**Data supplied**
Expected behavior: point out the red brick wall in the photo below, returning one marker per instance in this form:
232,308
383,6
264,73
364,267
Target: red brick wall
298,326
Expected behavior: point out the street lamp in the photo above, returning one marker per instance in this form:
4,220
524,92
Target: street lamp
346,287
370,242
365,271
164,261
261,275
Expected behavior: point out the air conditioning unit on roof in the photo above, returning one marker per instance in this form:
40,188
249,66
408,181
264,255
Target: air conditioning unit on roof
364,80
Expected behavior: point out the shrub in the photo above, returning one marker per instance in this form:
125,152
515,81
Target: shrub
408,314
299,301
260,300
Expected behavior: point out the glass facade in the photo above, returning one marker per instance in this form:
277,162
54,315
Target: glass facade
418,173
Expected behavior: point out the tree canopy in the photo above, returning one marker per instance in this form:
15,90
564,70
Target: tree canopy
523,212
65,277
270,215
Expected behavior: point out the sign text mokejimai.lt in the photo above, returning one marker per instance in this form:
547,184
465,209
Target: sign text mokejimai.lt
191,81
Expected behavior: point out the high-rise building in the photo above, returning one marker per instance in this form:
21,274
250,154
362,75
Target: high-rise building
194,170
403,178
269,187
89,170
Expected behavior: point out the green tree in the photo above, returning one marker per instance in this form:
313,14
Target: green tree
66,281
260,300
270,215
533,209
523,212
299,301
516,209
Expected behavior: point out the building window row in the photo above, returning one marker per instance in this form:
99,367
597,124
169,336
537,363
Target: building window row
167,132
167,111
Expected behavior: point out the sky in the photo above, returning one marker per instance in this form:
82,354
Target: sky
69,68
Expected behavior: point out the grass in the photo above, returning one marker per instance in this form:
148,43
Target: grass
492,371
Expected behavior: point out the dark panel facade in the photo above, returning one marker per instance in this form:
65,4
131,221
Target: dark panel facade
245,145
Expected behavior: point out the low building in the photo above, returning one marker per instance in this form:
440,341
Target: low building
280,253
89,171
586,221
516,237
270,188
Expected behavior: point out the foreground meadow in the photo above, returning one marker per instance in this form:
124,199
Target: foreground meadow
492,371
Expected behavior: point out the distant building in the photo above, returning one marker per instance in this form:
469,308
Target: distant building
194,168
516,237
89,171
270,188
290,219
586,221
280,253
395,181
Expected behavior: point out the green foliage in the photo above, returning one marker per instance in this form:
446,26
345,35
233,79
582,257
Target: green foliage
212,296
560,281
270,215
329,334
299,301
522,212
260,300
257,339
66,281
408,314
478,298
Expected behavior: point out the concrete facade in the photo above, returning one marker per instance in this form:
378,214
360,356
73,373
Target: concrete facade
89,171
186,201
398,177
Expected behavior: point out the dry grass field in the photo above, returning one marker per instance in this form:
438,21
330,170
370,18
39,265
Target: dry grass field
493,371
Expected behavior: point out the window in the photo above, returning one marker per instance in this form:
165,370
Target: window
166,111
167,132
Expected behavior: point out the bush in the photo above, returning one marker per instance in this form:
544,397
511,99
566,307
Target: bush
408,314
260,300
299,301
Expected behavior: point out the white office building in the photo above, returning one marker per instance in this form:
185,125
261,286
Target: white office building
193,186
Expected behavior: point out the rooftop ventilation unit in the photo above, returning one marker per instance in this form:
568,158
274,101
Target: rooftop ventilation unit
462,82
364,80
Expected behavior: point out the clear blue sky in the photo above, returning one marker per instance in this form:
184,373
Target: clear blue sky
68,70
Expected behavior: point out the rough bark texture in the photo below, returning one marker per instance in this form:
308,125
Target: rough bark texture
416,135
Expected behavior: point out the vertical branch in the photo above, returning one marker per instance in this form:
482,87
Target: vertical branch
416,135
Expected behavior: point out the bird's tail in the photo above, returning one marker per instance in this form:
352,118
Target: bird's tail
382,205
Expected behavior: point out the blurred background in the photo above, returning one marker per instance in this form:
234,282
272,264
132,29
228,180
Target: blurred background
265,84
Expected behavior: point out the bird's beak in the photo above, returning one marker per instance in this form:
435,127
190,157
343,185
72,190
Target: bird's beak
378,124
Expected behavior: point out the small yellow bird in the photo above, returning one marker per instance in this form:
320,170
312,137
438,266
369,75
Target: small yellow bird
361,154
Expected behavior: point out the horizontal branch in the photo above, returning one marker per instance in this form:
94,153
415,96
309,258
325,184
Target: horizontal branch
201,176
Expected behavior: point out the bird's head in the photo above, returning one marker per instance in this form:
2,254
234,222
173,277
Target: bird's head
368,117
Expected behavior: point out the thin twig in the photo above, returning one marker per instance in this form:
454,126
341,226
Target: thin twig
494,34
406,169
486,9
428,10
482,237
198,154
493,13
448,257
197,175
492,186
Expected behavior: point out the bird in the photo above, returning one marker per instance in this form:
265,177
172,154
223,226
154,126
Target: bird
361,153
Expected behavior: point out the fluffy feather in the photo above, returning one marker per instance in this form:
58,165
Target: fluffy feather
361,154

**What is required**
Copy out every record exactly.

**Response area**
Expected behavior: point out the red brick wall in the photo below, returning one marker per instance in this form:
232,308
383,6
264,73
364,267
Target: red brick wall
298,326
Expected behavior: point out the street lamp in the photo above, returning one marker per instance in this form:
4,220
524,92
Target: street lamp
346,287
370,242
365,271
164,261
261,275
Expected behavior: point out the air conditioning unit on roof in the photo above, returning one marker per instance in this form:
40,188
249,66
408,181
264,255
Target: air conditioning unit on roof
364,80
Expected behavior: point out the shrub in the photo above, returning one marker per instance in this form:
125,152
515,81
Target: shrub
408,314
299,301
260,300
Expected behavior: point out the glass facade in the photo above, returning one marker per instance in this form:
277,162
54,315
Target: glass facade
418,173
Expected behavior: point out the tree canopy in the photo above, returning one marker per instance in this form:
15,90
564,70
Target: tree canopy
523,212
65,277
270,215
Expected behavior: point out the sign text mokejimai.lt in the photo above, returning one marker per instance in this form:
547,184
465,209
Target: sign text mokejimai.lt
191,81
Expected behavior: point out the high-rise building in the photo above, returning one marker per instance in this form:
21,274
250,154
362,75
Target: high-rise building
194,170
403,178
269,187
89,170
Expected behavior: point out the green tree in the photo above, returning one marker per instance in this form:
313,14
Target: green tree
66,281
260,300
270,215
533,209
523,212
299,301
516,209
Expected behavior: point out the building window row in the photo above, returning one marker per instance in this form:
99,367
597,124
169,336
537,363
Target: building window row
167,132
167,111
Expected behavior: point out the sky in the photo above, returning one marker per instance in this form:
82,354
Target: sky
69,68
Expected behavior: point out the grass in the photo above, returning one marker per instance in this form:
148,43
Target: grass
492,371
Expected behavior: point out the dark panel facade in the photo above, returning one marker per instance in this form:
65,4
131,221
Target: dark panel facade
245,145
Expected behavior: point out the low building in the photo above, returning one marker per instance in this form:
440,341
Target: low building
280,253
89,171
586,221
516,237
270,188
Expected behavior: point out the foreground meadow in the photo above, returning one marker per instance in this form:
124,199
Target: foreground meadow
492,371
Expected behavior: point out the distant building in the photo above, returning one marker per instance in this form:
469,308
Target: distant building
194,168
516,237
89,171
270,188
290,219
586,221
280,253
395,181
Expected behavior: point out the green foliage in the photo above, returning one marker per instance in this form:
446,26
345,35
233,79
582,257
Target: green foliage
212,296
560,281
270,215
329,334
299,301
522,212
260,300
257,339
66,281
408,314
478,298
Expected behavior: point out the concrete facade in the photo above, returning one marker per instance in this form:
378,214
360,356
73,373
Target: concrete facade
89,171
186,201
398,177
Expected behavior: point out the dry grass field in the photo above, returning one marker per instance in this form:
438,21
330,170
370,18
39,265
Target: dry grass field
493,371
Expected behavior: point out the window in the photo above, returning one marker per instance in this form:
165,370
Target: window
166,111
167,132
Expected behavior: point out the bush in the photo above, returning one marker per instance in this form:
544,397
511,99
566,307
Target: bush
408,314
260,300
299,301
Expected behavior: point out the white office building in the photo above, returning one marker per instance in this form:
185,125
261,286
Target: white office building
193,186
Expected behavior: point out the rooftop ventilation unit in the photo above, returning one marker per instance in this form:
568,158
274,101
Target: rooftop ventilation unit
462,82
364,80
Expected behavior: point out the clear blue sky in the photo above, returning one marker per instance in this form:
184,373
Target: clear blue sky
68,70
Expected behavior: point out the rough bark texture in the photo below, returning one marker per instance in this form:
308,125
Target: rough bark texture
416,135
Expected behavior: point out the vertical branch in the photo above, returning one marker per instance in this form:
482,87
Target: vertical branch
416,135
Expected behavior: point out the bird's tail in the photo above, returning one marker per instance in this form:
352,118
Target: bird's tail
382,205
Expected behavior: point out the blurred background in the photo above, returning one marker per instance in this form:
234,282
272,264
132,29
228,180
Target: blurred background
265,84
Expected behavior: point out the bird's beak in the photo above, returning one marker per instance in this form:
435,127
190,157
343,185
72,190
Target: bird's beak
378,124
Expected behavior: point out the small yellow bird in the photo above, returning one marker per instance in this form:
320,170
312,137
438,266
369,75
Target: small yellow bird
361,154
Expected behavior: point out the horizontal branch in the photo above, returning one marker per instance in this form:
94,153
415,96
309,258
325,184
Target: horizontal branch
201,176
Expected behavior: point out the bird's head in the photo above, returning one marker per instance in this form:
2,254
234,222
173,277
Target: bird's head
368,117
Expected behavior: point out the thin twig in the photo above, returning one marker per instance in this form:
454,126
341,226
Target: thin twig
494,34
406,169
486,9
428,10
482,237
198,154
493,13
448,257
197,175
492,186
Expected behavior: point out the bird in the photo above, returning one marker per instance in this form:
265,177
172,154
223,226
154,126
Target: bird
361,153
Expected behavior: point out the fluffy feather in the photo above, returning one marker per instance in this form:
58,165
Target: fluffy feather
361,154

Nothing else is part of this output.